Material to process start

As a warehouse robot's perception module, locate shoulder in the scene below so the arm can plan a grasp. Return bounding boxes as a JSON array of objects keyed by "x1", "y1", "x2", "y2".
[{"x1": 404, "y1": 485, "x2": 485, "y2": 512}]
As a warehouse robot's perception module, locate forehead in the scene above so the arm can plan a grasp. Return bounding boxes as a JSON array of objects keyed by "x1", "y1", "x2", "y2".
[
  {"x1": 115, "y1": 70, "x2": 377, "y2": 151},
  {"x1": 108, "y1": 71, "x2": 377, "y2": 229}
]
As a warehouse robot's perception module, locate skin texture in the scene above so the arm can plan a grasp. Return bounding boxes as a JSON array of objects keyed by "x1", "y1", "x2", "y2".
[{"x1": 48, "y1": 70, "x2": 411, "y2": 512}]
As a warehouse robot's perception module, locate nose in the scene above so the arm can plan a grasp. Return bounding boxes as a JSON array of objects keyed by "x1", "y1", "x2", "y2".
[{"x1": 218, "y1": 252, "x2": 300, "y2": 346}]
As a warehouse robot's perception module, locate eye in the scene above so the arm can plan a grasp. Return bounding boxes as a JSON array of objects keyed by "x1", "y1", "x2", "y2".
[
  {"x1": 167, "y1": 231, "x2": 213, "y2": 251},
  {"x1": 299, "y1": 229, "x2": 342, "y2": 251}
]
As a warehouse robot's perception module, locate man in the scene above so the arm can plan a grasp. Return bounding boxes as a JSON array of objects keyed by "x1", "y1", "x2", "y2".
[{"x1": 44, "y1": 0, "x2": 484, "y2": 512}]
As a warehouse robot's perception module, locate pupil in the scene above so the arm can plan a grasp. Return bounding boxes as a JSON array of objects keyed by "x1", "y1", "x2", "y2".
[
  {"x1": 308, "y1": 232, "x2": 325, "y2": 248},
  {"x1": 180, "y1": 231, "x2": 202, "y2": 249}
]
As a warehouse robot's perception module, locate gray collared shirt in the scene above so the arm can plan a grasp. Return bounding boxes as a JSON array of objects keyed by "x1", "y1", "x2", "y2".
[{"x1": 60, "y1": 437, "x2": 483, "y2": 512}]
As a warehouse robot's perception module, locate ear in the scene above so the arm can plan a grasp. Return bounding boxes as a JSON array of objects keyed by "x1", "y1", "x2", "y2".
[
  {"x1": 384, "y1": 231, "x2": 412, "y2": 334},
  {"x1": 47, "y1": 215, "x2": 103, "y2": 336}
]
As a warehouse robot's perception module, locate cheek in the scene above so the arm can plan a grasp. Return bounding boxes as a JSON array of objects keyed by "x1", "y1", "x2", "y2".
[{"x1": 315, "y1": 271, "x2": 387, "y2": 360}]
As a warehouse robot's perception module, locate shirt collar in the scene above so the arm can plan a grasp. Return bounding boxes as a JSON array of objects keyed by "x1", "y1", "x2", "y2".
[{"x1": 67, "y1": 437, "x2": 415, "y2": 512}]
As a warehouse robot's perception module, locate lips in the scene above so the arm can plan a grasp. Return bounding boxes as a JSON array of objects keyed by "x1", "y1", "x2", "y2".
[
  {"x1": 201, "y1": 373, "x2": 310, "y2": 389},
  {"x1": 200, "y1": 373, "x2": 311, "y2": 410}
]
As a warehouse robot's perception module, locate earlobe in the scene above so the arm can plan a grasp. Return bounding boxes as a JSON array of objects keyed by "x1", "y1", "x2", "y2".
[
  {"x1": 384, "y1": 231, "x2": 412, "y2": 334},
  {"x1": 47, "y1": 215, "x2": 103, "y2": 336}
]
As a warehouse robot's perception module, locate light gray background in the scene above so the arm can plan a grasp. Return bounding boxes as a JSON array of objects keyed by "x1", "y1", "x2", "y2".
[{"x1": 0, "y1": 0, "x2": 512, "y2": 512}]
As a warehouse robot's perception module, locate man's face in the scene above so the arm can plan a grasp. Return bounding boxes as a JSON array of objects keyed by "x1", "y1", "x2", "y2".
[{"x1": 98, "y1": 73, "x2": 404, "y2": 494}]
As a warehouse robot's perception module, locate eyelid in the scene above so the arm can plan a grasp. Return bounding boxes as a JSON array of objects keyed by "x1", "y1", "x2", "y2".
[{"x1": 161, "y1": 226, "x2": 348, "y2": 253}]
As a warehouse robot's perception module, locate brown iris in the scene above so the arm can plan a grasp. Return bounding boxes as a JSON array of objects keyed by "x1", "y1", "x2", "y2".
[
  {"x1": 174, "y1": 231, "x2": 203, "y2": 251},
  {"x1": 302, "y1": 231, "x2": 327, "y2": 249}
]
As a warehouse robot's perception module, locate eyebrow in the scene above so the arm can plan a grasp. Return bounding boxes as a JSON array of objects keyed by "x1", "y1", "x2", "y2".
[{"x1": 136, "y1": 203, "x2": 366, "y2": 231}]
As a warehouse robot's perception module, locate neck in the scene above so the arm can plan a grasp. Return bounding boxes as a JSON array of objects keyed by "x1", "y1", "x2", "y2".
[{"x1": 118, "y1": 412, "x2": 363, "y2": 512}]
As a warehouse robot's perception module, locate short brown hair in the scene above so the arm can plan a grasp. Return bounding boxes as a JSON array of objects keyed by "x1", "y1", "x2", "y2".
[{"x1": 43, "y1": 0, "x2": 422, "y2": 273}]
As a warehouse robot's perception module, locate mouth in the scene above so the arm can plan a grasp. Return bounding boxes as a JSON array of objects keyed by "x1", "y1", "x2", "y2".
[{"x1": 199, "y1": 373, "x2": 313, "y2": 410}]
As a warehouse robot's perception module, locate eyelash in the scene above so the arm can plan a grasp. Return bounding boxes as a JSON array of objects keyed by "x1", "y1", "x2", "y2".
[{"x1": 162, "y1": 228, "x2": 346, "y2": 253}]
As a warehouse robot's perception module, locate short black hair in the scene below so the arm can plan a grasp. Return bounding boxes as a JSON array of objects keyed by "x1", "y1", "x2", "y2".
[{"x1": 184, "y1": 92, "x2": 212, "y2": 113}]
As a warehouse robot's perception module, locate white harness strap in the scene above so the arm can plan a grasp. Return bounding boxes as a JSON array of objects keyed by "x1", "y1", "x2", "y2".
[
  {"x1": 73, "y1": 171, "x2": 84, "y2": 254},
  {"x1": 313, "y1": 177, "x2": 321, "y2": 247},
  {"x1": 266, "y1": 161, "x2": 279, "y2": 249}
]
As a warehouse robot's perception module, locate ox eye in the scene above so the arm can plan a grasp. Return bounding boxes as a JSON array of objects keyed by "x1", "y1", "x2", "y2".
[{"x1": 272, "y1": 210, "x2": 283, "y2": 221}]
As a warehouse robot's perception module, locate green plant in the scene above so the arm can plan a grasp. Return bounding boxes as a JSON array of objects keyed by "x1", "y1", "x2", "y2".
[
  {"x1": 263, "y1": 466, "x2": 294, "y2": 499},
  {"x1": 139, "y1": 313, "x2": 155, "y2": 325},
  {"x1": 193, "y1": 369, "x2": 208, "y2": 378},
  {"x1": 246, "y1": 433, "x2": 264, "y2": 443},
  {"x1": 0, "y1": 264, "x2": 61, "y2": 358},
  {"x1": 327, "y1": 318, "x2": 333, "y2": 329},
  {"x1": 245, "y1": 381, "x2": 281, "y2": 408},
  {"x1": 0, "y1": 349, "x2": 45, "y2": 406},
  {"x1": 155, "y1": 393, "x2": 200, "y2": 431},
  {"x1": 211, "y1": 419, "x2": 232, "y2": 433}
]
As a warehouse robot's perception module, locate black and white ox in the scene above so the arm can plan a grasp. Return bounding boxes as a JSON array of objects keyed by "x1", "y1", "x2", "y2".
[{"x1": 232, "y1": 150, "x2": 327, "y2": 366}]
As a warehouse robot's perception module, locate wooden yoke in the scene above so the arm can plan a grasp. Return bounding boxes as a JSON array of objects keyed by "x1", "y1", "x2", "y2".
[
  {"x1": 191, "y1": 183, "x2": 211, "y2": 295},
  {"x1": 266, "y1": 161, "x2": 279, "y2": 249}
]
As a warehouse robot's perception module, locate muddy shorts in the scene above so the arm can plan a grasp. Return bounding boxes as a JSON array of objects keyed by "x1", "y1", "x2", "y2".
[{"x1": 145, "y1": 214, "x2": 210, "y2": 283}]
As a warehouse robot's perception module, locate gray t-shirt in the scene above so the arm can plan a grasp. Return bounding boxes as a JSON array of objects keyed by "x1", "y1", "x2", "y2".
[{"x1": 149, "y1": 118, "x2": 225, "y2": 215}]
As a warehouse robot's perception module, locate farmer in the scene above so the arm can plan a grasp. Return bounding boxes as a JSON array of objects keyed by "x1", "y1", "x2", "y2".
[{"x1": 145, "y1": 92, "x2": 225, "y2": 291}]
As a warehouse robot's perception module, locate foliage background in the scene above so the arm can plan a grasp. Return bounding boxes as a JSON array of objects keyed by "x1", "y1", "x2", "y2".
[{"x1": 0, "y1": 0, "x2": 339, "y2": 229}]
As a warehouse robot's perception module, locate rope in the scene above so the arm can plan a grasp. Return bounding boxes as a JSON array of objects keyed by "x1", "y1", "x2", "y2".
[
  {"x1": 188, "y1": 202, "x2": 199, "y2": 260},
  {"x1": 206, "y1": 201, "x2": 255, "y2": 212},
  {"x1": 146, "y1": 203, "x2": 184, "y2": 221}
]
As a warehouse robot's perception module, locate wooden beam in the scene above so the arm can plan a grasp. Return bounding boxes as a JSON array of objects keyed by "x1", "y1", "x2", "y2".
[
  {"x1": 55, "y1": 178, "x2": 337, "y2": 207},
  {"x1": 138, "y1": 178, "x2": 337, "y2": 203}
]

Material to process end

Task details :: Copy out the material from the line containing "As a warehouse robot's perception module, locate foliage" through the end of the material, word for word.

Reply ::
As a warehouse robot's perception module, locate foliage background in the scene above so the arm can plan a grasp. Return bounding boxes as a JSON array of objects keyed by "x1", "y1", "x2", "y2".
[{"x1": 0, "y1": 0, "x2": 339, "y2": 229}]
As a warehouse robot's perception module, locate rope in the scene above so the arm can plan a grasp. Return bounding boxes as a JSON array of objects keyed by "x1", "y1", "x2", "y2".
[
  {"x1": 188, "y1": 202, "x2": 199, "y2": 260},
  {"x1": 206, "y1": 201, "x2": 255, "y2": 212},
  {"x1": 146, "y1": 203, "x2": 184, "y2": 221}
]
As a warehouse robot's perception module, locate wooden beam in the scene above so the arm can plan a grasp. Return bounding boxes as a JSON array of objects keyed by "x1", "y1", "x2", "y2".
[
  {"x1": 55, "y1": 178, "x2": 337, "y2": 207},
  {"x1": 138, "y1": 178, "x2": 337, "y2": 203}
]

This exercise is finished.